Items from a data source
= = = = = = =

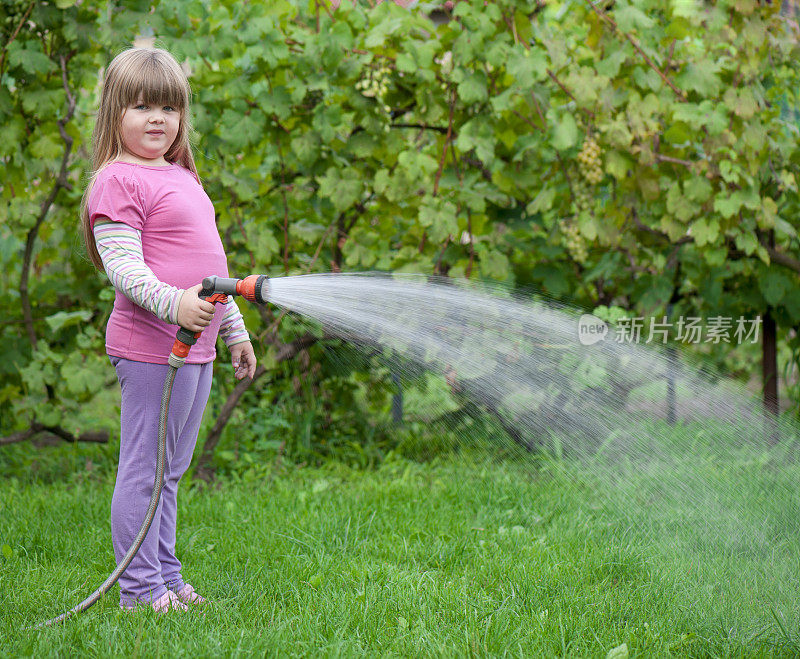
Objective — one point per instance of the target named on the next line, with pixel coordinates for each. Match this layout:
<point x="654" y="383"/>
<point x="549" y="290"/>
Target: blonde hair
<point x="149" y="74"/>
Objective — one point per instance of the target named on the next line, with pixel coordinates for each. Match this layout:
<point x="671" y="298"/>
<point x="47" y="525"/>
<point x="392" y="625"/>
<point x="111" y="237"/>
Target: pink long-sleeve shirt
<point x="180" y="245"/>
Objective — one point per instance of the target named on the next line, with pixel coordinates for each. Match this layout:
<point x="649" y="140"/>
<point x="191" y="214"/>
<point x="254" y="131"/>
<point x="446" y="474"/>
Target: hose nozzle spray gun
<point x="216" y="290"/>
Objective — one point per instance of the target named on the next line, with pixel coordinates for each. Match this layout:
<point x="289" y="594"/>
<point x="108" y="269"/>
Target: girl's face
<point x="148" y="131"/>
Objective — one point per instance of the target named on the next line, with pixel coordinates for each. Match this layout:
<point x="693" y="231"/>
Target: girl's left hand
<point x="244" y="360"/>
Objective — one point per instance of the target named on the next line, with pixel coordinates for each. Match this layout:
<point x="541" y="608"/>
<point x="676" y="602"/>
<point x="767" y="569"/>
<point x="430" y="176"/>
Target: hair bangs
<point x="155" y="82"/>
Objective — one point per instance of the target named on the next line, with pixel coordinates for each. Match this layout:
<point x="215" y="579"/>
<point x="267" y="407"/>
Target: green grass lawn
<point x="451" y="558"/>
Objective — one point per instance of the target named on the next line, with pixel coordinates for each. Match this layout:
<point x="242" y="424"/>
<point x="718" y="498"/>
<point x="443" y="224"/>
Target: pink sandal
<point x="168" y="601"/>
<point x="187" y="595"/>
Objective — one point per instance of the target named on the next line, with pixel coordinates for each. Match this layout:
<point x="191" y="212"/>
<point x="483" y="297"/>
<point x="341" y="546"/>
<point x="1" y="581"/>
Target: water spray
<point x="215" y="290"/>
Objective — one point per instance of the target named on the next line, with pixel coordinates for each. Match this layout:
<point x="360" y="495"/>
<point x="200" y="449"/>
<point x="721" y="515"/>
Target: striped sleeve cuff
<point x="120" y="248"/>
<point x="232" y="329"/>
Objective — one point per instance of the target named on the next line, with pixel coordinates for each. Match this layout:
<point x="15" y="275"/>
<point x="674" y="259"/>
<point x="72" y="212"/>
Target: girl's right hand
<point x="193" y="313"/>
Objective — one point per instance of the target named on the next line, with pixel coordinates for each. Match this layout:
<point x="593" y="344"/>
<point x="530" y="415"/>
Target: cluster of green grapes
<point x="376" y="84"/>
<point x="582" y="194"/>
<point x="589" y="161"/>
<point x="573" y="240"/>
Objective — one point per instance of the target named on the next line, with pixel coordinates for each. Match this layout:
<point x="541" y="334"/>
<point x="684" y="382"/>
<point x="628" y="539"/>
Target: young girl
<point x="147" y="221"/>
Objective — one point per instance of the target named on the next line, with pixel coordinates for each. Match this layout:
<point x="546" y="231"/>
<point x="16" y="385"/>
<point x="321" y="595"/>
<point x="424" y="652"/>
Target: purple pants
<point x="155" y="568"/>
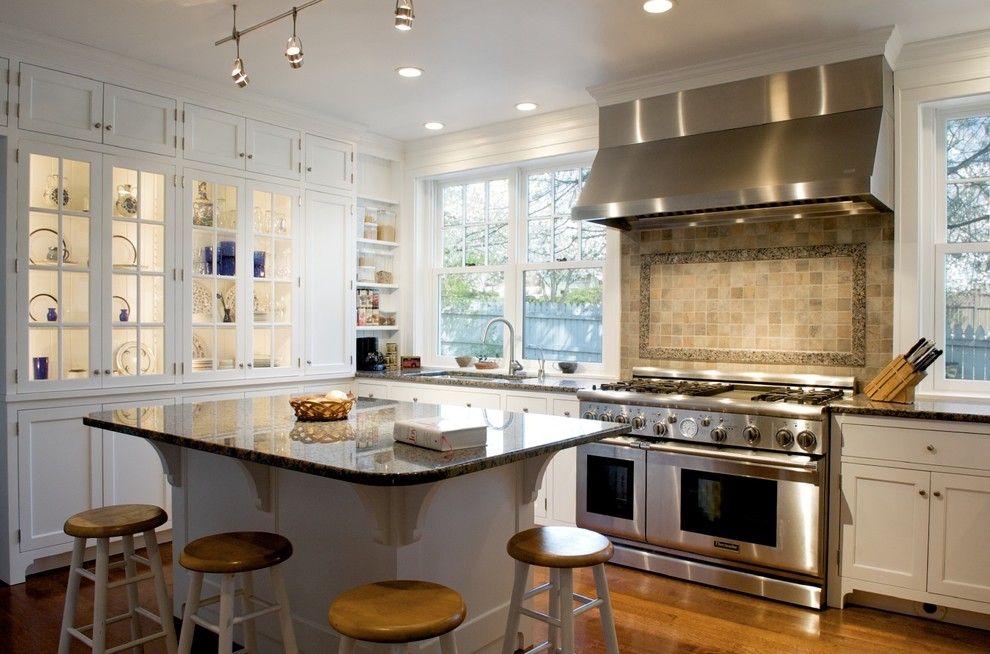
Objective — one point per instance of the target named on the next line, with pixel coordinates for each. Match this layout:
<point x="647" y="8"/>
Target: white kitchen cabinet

= = = = = = =

Reproduce each record above by retyping it exactly; omit all images.

Objective — one point per instance of the target named on the next line, with pixel coordinates for each. Match this layout:
<point x="654" y="383"/>
<point x="549" y="290"/>
Target: blonde hair
<point x="149" y="74"/>
Objective — one point per instance of the target named on the next line, with pixel coordinates for each. Match this layout:
<point x="671" y="298"/>
<point x="47" y="525"/>
<point x="392" y="625"/>
<point x="111" y="237"/>
Target: pink long-sleeve shirt
<point x="180" y="245"/>
Objective — one point per instance of the target named on the next line, with pixel coordinates for each. Match this layout:
<point x="649" y="140"/>
<point x="191" y="214"/>
<point x="254" y="131"/>
<point x="446" y="474"/>
Target: hose nozzle spray gun
<point x="216" y="290"/>
Objective — one point per instance of the target named on the next line, with pixel coordinates for each. Match this layout:
<point x="289" y="594"/>
<point x="108" y="269"/>
Target: girl's face
<point x="148" y="131"/>
Objective — one point per instance of the target named on the next line, with pixel coordinates for each. Match this layout:
<point x="693" y="231"/>
Target: girl's left hand
<point x="244" y="360"/>
Objective — one point per instance of the target named on the next line, with pixel coordinates for each. Match this layout:
<point x="541" y="608"/>
<point x="676" y="602"/>
<point x="767" y="569"/>
<point x="430" y="176"/>
Target: hair bangs
<point x="155" y="82"/>
Objective — one point per instance of the target named on the next line, with pixel coordinates for each. Match this layout:
<point x="215" y="579"/>
<point x="267" y="407"/>
Target: green grass lawn
<point x="451" y="558"/>
Objective — one point per instance of the target named on the next line, with pixel coordinates for each. Match this layout:
<point x="242" y="424"/>
<point x="718" y="498"/>
<point x="443" y="224"/>
Target: pink sandal
<point x="168" y="601"/>
<point x="187" y="595"/>
Objective — one point per instance of the target named on the next line, with pixel coordinates for each. Match this layout:
<point x="191" y="212"/>
<point x="483" y="297"/>
<point x="341" y="546"/>
<point x="1" y="581"/>
Target: water spray
<point x="215" y="290"/>
Objective — one point per instance of the target named on the next line, with pixel coordinates for each. Match this layout:
<point x="360" y="495"/>
<point x="200" y="449"/>
<point x="721" y="515"/>
Target: striped sleeve cuff
<point x="120" y="248"/>
<point x="232" y="329"/>
Objective — one point per instance of the target named on the next line, with pixel coordinates for each. Match this layout:
<point x="15" y="275"/>
<point x="674" y="259"/>
<point x="72" y="212"/>
Target: girl's right hand
<point x="193" y="313"/>
Objective — one point per instance of the target named on the next line, with pixel coordinates for each. Match this layout:
<point x="593" y="344"/>
<point x="530" y="415"/>
Target: cluster of green grapes
<point x="376" y="84"/>
<point x="582" y="194"/>
<point x="589" y="161"/>
<point x="573" y="240"/>
Objective — one point per instance of the target named on the next line, with pixel coordinates for each. Match this layout:
<point x="541" y="334"/>
<point x="684" y="382"/>
<point x="628" y="539"/>
Target: young girl
<point x="147" y="221"/>
Objective — one point per instance of the target named on the next line, with pixel coordinates for each. Match this layout:
<point x="546" y="231"/>
<point x="16" y="385"/>
<point x="321" y="595"/>
<point x="424" y="652"/>
Target: purple pants
<point x="155" y="568"/>
Objective — one point per instance of the target named on the next line, with pixel coordinates for each. Match this layout:
<point x="647" y="8"/>
Target: white kitchen cabinet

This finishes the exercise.